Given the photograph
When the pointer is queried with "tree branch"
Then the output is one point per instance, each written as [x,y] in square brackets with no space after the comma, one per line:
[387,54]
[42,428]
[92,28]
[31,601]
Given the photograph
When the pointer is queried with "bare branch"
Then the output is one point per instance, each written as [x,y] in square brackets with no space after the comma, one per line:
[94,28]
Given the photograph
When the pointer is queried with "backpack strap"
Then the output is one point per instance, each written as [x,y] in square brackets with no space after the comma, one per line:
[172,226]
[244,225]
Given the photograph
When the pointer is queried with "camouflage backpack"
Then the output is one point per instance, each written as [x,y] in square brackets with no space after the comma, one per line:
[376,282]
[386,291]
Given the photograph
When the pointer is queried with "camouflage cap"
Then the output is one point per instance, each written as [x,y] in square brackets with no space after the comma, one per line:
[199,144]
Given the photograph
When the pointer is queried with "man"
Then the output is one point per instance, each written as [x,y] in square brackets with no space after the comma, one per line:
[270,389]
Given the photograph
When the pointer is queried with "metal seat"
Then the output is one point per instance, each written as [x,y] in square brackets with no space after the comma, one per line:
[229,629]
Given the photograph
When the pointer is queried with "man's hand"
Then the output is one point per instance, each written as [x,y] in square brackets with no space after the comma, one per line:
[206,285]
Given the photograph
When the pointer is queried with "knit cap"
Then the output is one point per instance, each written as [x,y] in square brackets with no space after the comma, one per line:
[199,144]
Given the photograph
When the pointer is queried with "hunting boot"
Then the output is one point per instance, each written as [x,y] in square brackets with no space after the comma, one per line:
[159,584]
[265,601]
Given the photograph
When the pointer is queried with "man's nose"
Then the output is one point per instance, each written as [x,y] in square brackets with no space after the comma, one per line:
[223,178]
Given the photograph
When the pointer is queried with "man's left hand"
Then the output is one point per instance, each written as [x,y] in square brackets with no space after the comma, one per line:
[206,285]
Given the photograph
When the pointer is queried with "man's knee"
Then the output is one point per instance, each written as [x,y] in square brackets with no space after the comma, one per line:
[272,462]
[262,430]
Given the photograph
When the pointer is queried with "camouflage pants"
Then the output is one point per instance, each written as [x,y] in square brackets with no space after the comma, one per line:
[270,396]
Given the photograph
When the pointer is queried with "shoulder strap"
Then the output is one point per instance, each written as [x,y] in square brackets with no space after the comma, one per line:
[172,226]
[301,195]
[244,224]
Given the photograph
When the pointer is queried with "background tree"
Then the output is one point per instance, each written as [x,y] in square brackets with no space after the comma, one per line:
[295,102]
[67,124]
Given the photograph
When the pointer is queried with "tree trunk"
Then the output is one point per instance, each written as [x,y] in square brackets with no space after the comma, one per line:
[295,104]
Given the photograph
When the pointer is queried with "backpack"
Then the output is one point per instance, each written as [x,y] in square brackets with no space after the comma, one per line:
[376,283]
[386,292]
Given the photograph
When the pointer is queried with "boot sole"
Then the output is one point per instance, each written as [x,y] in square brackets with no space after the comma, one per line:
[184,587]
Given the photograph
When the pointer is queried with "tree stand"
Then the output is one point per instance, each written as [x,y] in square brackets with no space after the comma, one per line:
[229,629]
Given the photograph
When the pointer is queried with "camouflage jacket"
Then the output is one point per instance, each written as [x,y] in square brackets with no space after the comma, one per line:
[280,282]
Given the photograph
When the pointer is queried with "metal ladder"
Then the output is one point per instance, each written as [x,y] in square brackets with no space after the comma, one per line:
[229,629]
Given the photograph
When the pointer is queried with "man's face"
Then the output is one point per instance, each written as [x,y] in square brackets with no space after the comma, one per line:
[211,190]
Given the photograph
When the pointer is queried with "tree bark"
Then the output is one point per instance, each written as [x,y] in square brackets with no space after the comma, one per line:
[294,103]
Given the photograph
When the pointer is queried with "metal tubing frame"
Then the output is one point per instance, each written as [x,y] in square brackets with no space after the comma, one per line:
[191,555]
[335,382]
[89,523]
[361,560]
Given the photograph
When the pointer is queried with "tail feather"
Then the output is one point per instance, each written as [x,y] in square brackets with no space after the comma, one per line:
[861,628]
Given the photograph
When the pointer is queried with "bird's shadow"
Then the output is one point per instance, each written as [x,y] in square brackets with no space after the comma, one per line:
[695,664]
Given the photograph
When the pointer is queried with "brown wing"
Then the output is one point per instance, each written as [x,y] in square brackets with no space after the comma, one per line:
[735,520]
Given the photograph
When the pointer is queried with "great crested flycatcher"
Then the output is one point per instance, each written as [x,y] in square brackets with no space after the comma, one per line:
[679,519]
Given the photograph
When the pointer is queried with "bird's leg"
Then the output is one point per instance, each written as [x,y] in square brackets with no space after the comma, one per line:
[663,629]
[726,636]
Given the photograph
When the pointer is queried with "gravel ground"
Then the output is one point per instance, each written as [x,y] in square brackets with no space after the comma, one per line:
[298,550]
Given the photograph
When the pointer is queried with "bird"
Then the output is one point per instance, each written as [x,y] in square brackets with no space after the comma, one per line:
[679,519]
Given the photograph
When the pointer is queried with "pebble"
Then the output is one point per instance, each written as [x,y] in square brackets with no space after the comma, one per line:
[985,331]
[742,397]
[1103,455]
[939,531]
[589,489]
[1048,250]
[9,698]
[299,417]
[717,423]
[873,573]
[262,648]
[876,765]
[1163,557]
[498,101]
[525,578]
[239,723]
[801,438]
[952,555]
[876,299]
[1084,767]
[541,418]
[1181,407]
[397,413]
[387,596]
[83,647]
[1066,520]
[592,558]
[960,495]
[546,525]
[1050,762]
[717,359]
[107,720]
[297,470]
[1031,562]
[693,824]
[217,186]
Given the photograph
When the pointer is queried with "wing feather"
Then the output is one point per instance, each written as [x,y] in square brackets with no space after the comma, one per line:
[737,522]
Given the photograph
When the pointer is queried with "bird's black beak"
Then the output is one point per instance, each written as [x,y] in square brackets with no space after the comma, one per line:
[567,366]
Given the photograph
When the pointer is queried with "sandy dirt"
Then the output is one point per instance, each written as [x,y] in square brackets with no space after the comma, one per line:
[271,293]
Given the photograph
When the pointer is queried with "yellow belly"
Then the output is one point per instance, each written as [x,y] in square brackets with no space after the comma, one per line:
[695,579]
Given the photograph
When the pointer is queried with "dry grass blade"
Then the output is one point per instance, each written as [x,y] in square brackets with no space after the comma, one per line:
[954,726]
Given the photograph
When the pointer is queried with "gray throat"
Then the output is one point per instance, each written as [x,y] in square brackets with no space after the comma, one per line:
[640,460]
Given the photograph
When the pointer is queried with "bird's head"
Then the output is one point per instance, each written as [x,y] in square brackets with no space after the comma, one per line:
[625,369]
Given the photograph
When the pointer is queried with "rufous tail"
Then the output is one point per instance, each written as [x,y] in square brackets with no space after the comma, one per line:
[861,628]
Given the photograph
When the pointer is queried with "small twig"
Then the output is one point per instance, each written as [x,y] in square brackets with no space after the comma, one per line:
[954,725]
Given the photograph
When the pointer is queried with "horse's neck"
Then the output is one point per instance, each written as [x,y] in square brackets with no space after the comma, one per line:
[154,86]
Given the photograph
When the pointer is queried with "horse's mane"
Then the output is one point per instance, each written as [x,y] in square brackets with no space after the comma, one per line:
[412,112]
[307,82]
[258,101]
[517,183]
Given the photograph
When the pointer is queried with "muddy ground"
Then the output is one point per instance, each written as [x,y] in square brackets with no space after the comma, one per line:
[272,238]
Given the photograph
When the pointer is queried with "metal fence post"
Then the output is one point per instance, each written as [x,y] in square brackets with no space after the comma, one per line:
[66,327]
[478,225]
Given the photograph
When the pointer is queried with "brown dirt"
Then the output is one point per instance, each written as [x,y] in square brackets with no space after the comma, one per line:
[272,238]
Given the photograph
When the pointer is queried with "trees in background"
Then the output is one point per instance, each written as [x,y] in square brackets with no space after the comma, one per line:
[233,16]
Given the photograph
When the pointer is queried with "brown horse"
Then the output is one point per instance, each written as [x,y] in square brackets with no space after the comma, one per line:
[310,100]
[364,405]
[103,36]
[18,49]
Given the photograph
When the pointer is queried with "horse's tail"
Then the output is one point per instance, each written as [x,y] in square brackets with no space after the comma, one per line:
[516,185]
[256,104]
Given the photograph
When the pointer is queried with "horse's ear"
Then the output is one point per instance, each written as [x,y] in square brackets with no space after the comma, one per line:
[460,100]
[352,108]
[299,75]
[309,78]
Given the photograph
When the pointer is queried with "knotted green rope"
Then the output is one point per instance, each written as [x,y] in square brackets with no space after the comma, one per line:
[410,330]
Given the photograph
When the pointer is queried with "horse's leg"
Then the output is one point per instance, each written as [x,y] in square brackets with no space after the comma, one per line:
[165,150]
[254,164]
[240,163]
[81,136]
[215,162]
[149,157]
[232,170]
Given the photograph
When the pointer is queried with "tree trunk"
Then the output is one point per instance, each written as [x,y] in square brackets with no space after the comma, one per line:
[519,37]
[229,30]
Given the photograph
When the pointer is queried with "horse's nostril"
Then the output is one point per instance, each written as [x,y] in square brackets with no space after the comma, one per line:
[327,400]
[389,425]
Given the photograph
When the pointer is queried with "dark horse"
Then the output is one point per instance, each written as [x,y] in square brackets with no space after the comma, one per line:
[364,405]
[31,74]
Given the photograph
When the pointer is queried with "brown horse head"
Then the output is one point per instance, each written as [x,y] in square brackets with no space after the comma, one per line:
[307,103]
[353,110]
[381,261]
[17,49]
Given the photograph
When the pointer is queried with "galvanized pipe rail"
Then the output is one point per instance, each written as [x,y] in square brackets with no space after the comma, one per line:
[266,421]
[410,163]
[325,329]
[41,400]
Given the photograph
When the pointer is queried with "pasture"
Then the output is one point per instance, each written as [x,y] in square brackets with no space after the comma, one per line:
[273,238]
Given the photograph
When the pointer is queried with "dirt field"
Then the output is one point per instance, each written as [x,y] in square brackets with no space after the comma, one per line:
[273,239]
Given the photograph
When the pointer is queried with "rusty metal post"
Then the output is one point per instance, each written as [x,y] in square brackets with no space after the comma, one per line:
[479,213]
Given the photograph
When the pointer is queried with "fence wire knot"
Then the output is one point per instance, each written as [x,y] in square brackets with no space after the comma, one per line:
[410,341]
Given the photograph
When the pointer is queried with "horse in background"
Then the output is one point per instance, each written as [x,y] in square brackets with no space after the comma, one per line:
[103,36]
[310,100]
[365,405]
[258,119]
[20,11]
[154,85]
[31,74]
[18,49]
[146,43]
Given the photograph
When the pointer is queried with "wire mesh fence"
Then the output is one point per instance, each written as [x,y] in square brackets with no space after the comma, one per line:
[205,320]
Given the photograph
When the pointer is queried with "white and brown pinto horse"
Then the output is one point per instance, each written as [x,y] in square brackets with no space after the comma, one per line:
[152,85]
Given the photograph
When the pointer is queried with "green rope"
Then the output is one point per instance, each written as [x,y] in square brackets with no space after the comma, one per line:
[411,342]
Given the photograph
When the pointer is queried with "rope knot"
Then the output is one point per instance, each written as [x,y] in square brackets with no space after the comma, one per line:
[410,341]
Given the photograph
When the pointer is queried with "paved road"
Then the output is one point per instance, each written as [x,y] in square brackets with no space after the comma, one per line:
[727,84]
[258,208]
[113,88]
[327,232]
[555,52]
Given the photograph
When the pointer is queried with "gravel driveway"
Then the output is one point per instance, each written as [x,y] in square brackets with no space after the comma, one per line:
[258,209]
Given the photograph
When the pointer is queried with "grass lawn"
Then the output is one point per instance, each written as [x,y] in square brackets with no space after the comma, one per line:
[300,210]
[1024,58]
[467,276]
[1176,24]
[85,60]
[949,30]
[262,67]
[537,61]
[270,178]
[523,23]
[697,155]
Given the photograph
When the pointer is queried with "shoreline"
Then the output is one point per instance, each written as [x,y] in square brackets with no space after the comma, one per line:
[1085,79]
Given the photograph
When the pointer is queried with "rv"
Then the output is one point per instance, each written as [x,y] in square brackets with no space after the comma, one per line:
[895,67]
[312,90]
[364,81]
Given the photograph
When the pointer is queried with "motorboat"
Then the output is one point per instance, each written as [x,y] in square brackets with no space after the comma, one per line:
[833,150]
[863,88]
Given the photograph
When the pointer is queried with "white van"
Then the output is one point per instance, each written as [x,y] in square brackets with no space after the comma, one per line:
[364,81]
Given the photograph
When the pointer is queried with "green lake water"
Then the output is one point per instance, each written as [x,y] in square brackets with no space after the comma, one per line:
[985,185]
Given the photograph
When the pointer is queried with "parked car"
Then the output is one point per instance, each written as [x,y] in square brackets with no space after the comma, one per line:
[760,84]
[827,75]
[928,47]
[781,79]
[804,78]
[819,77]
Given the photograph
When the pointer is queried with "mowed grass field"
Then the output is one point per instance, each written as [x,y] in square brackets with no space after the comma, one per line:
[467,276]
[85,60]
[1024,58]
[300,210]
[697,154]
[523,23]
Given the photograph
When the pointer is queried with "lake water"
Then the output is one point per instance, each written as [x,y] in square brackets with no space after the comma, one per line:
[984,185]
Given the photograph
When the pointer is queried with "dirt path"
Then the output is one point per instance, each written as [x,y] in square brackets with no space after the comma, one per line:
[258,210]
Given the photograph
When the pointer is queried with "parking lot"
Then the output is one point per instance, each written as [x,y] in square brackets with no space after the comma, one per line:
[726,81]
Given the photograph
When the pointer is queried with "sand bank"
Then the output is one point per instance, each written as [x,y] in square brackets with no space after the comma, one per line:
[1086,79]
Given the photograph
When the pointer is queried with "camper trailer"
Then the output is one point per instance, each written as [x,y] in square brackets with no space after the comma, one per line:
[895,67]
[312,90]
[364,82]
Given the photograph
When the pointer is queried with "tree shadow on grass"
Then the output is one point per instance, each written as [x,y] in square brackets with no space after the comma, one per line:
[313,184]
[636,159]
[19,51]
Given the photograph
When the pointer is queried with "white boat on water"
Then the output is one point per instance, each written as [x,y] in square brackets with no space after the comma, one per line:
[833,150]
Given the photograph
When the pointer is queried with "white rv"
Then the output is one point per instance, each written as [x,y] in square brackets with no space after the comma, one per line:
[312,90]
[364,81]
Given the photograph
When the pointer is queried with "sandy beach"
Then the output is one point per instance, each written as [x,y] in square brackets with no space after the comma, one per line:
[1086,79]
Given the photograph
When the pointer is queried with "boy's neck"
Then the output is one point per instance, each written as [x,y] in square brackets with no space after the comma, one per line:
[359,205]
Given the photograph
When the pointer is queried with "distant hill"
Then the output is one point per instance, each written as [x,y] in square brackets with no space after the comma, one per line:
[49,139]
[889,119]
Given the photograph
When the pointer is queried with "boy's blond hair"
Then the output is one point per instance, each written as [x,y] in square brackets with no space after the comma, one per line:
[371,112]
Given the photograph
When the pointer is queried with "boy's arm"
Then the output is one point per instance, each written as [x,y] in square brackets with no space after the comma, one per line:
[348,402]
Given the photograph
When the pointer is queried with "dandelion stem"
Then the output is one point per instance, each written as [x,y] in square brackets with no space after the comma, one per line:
----------------
# [Your objective]
Which lines in the rows above contain the word "horse"? Return each such line in full, treating uppercase and lowercase letters as different.

# [Task response]
When the pointer is queried with "horse's neck"
When the pointer is queried with "horse's mane"
When the pointer is queried with "brown horse"
When the pointer is queried with "horse's tail"
When the pointer is queried with "horse's ear"
When the pointer is queried with "horse's leg"
When the pointer is queried with "horse's nostril"
When the pointer is queried with "dark horse"
When the pointer is queried with "brown horse head"
When the pointer is queried with "horse in background"
When the pointer is queried with "white and brown pinto horse"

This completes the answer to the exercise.